REQUIREMENTS —
Copy out everything from the line containing "Place one marker on each instance of the green leaf." down to the end of the items, substituting "crane jib" for "crane boom" and leaving all else unchanged.

SUPPLIED ENTRIES —
● ● ●
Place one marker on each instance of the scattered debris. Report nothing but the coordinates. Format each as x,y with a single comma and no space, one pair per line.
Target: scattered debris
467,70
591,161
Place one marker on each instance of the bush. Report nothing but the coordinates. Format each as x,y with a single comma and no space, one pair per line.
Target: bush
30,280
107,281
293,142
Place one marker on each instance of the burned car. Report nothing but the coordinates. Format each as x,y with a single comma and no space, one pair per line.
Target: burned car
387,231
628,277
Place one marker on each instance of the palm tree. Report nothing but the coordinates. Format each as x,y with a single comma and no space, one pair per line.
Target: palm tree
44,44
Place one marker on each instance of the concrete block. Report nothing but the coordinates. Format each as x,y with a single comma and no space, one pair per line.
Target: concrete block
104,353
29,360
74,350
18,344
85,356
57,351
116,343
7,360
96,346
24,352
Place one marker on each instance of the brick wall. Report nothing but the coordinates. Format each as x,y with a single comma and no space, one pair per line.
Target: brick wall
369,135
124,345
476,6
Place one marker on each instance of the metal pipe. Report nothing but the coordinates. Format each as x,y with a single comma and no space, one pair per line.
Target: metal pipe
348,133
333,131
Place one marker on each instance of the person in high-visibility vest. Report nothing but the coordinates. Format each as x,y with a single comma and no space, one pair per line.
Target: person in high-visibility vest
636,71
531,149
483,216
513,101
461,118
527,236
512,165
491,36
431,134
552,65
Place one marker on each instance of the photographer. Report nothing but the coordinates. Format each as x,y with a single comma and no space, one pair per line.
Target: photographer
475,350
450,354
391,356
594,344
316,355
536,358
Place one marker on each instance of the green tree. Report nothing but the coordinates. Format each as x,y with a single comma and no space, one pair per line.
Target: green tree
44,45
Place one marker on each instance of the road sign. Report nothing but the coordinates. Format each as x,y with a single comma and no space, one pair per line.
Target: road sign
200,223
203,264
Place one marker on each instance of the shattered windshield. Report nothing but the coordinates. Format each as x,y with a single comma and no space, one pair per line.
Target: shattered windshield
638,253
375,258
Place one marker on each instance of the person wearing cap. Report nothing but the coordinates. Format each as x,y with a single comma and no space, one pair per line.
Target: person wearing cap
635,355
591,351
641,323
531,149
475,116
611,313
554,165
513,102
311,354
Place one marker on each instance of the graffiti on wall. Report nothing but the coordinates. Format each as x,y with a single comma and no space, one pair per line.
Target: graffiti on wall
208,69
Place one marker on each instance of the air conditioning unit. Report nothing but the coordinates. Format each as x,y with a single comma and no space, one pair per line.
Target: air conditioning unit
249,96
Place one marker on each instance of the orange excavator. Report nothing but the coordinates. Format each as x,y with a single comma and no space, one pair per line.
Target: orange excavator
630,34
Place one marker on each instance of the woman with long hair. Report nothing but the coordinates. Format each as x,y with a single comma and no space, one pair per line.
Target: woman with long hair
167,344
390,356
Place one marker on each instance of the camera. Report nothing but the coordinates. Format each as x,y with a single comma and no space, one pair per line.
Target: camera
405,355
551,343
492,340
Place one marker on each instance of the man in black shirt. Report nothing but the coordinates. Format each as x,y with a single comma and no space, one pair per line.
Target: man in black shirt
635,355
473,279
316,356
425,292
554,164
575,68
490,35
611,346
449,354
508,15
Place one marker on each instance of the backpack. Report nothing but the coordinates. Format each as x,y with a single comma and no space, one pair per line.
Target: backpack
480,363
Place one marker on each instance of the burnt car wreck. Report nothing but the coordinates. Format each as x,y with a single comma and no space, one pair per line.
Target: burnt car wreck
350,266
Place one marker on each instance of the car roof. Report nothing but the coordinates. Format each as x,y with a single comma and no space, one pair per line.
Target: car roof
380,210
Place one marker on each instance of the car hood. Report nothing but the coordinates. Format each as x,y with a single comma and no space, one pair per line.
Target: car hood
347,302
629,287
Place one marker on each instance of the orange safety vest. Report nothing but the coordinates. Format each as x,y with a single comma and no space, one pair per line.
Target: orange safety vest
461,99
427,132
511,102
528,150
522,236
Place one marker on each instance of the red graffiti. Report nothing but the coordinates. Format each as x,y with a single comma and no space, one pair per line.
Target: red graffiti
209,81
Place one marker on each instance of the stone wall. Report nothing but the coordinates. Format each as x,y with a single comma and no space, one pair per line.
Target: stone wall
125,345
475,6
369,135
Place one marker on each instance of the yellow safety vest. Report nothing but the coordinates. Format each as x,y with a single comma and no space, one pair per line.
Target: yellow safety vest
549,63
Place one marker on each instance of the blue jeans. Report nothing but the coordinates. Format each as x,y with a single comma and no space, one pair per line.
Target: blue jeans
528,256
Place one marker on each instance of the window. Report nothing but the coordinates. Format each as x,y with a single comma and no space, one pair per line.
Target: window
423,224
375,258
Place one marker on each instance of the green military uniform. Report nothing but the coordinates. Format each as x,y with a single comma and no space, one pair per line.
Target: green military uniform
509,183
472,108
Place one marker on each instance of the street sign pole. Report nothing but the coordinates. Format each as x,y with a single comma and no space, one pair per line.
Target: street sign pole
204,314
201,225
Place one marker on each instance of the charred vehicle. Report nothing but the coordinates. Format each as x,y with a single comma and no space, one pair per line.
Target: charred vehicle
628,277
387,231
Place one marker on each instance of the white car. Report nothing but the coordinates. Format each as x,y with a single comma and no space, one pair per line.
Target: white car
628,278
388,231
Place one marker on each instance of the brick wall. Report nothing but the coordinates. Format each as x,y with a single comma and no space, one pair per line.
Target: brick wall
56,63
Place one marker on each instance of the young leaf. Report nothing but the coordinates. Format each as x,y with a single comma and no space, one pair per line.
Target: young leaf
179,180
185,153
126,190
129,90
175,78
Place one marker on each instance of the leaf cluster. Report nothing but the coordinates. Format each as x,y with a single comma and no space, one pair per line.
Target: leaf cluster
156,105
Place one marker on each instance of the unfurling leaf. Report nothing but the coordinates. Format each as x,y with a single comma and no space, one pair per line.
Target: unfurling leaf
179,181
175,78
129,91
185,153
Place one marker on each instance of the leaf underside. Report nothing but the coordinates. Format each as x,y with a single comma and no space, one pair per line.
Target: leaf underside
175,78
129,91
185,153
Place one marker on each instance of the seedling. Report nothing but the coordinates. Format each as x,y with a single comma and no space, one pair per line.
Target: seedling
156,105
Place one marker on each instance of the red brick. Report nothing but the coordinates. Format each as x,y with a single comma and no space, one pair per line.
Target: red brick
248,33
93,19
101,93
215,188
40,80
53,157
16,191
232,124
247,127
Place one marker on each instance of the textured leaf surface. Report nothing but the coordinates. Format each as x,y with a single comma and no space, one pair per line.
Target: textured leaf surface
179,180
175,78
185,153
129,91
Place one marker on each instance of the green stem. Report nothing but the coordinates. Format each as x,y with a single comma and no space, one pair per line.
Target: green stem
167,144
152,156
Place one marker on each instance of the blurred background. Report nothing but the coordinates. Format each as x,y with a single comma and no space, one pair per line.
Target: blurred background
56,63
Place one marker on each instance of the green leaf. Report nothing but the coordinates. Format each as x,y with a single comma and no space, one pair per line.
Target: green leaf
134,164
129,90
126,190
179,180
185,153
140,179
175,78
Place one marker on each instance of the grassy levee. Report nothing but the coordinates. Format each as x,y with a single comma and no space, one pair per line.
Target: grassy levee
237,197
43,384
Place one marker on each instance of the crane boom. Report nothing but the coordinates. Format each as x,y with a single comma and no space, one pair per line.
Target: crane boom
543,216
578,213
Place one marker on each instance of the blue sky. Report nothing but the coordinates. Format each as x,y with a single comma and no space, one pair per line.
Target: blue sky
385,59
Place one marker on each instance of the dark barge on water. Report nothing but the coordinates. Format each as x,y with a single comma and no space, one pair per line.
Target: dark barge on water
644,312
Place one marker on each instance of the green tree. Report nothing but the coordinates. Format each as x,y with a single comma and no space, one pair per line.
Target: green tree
● ● ●
TASK RESPONSE —
Place one marker on each instance of the green leaf. Report nothing but the coordinates. Format each as x,y with a single comma and no space, one pair per line.
Target: green leaf
134,164
129,90
126,190
179,180
185,153
140,179
175,78
Place one marker on each instance of the grassy levee. Report nothing but the coordinates. Format each as x,y with a single comma and no space, one pair per line.
Target: grassy levee
237,197
43,384
Place one marker on each instance of the crane jib. Report nothing but the coordinates. Format each as x,y with a single comma and no space, one pair per line.
Target: crane jib
543,216
578,213
Place one marker on each instance of the blue sky. Report nothing but the coordinates. Format each as x,y with a single comma and no space, one pair per line.
Target: blue sky
385,59
Place one marker on each instance of the dark barge on water. Report nothing but the coordinates. Format each as x,y with a single comma and no space, one pair per line.
Target: dark barge on water
644,312
Place one marker on each instance of the green tree. Report nothing but the coordinates. Format each as x,y with a single comma and no space, one pair per line.
Target: green tree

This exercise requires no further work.